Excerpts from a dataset
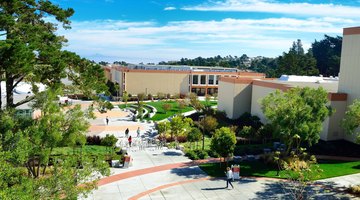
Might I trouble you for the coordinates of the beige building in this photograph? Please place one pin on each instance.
(240, 95)
(168, 79)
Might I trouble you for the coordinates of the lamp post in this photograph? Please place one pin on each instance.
(201, 117)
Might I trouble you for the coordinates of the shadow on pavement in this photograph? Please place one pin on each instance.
(284, 190)
(245, 180)
(172, 153)
(189, 172)
(217, 188)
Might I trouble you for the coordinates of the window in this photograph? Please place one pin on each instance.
(195, 79)
(217, 79)
(203, 79)
(211, 80)
(198, 91)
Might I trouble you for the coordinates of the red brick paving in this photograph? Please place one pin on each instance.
(139, 172)
(142, 194)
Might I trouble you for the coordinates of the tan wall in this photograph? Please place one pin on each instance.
(242, 99)
(350, 67)
(258, 93)
(107, 73)
(152, 83)
(226, 98)
(234, 98)
(335, 132)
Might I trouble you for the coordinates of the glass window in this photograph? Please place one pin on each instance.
(211, 80)
(217, 79)
(203, 79)
(195, 79)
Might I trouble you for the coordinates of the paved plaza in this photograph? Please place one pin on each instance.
(161, 173)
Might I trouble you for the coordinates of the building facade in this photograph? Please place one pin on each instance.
(240, 95)
(168, 79)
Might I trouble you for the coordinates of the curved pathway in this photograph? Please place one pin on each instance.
(185, 180)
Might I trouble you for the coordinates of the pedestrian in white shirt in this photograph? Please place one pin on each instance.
(229, 177)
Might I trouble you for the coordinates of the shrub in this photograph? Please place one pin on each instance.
(93, 140)
(354, 190)
(109, 140)
(212, 153)
(202, 154)
(182, 96)
(191, 155)
(196, 154)
(181, 138)
(172, 145)
(150, 97)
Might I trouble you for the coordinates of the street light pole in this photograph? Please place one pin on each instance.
(201, 117)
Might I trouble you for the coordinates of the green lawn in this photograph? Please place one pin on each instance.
(87, 149)
(207, 144)
(257, 168)
(160, 114)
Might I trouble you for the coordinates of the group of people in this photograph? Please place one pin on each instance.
(129, 137)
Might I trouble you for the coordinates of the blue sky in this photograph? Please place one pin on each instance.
(162, 30)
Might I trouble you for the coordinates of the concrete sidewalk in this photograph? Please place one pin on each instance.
(167, 174)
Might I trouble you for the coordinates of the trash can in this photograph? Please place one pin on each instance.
(127, 161)
(236, 171)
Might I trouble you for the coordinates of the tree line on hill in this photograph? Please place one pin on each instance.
(322, 58)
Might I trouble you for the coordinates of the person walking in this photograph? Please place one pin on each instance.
(138, 132)
(127, 132)
(107, 120)
(130, 140)
(229, 177)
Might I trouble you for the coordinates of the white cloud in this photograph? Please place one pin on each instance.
(270, 6)
(170, 8)
(148, 40)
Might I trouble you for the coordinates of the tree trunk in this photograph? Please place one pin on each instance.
(203, 140)
(9, 91)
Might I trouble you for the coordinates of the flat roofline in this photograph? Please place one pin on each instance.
(351, 31)
(332, 96)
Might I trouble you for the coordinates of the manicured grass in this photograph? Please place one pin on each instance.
(160, 114)
(333, 168)
(211, 103)
(199, 145)
(87, 149)
(250, 149)
(257, 168)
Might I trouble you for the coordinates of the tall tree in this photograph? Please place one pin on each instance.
(296, 62)
(297, 114)
(351, 121)
(327, 53)
(29, 144)
(31, 51)
(179, 125)
(223, 142)
(208, 123)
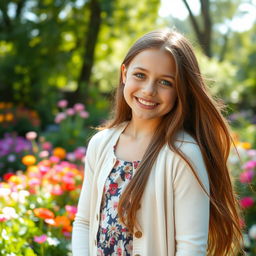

**Problem to work on**: Print every entry exactly; omit the pictures.

**Exercise result**:
Might I trouble you for the coordinates of the beige building in this photograph? Please place one pin on each instance.
(240, 95)
(168, 79)
Might I trouble you for the coordinates of the lamp post in this photograph? Please place one pin on each instance.
(201, 117)
Might I trouble you for the coordinates of the shadow on pavement in this photograph? Please place one pin on each instance.
(284, 190)
(245, 180)
(172, 153)
(189, 172)
(217, 188)
Might I trouble you for the coordinates of the window in this photograph? Please place one pin on each instance.
(195, 79)
(217, 79)
(203, 79)
(211, 80)
(198, 91)
Might I trouble you for the coordinates of the red brick paving in this photograph? Please place one pin on each instance.
(139, 172)
(142, 194)
Might I trouble you for the coordinates of the tan wall in this photograph? Please place one pin on each instance.
(242, 99)
(350, 67)
(258, 93)
(107, 73)
(152, 83)
(226, 98)
(234, 98)
(335, 132)
Might I trouble you for the coordinates of the glass window in this photograph? Please place one pin on each instance.
(211, 80)
(217, 79)
(203, 79)
(195, 79)
Might I trouble you for the coordinates of the paved plaza in this photograph? Please place one pin on each instance.
(161, 173)
Might I trouble you for the coordinates of the building facade in this photograph? Please place one pin on each instance.
(240, 95)
(168, 79)
Might I trouble you for the coordinates of the curved pathway in this photograph? Please place one pin on each instance.
(185, 180)
Might I trouble you for the coordinates of the pedestrian in white shirt in this photograph? Please place one pin on each instance.
(229, 177)
Might I trouble you for the coordinates of the shrub in this photograph? Please place one pin on each instance.
(93, 140)
(354, 190)
(109, 140)
(212, 153)
(202, 154)
(182, 96)
(191, 155)
(196, 154)
(181, 138)
(172, 145)
(150, 97)
Might I trouble you for the coordinates of the street light pole in this photograph? Please place one pin on each instance.
(201, 117)
Might I trouble you for the coordinates of the green lawn in this photograph? Please place one pin on each instance.
(87, 149)
(207, 144)
(257, 168)
(160, 114)
Might I trouble you for the coordinates of the group of people in this photograph? Please place one pin on each instance.
(129, 137)
Might I trouble you for the coordinates of the blue sky in this photograph? Please place one pin on each instance.
(162, 30)
Might I trouble you for the coordinates of the concrete sidewalk in this photograph? Please place one pin on each instance.
(167, 174)
Might I trouble you for the coordinates of the trash can in this photograph? Please place one pin on each instance.
(127, 161)
(236, 171)
Might I trouble you for the coordinates of the tree line on hill in this photograph? Please place one pin on each instance.
(322, 58)
Might I trouble you for the coordinates of the person walking in this photograph? Please place one pin on each instance.
(138, 132)
(127, 132)
(107, 120)
(130, 140)
(229, 177)
Might I trouble you for the coordinates of the white cloud in this photograph? Please place one pin on each instance.
(270, 6)
(170, 8)
(148, 40)
Might I trouble you for the coordinates of the tree trunk in this photograph? Please place one pin on each instance.
(203, 140)
(9, 91)
Might I trouble you for the coordinates of the flat roofline in this photograph? Please place one pin on each instance.
(351, 31)
(332, 96)
Might I trouble you for the coordinates of the manicured grass in this photograph? Please place one pin on each instance.
(160, 114)
(333, 168)
(211, 103)
(199, 145)
(87, 149)
(250, 149)
(257, 168)
Might I trouble you for the coordinates of the tall tree in this photograph? Please place one pin on each instance.
(296, 62)
(297, 114)
(351, 121)
(327, 53)
(29, 144)
(31, 51)
(179, 125)
(223, 142)
(208, 123)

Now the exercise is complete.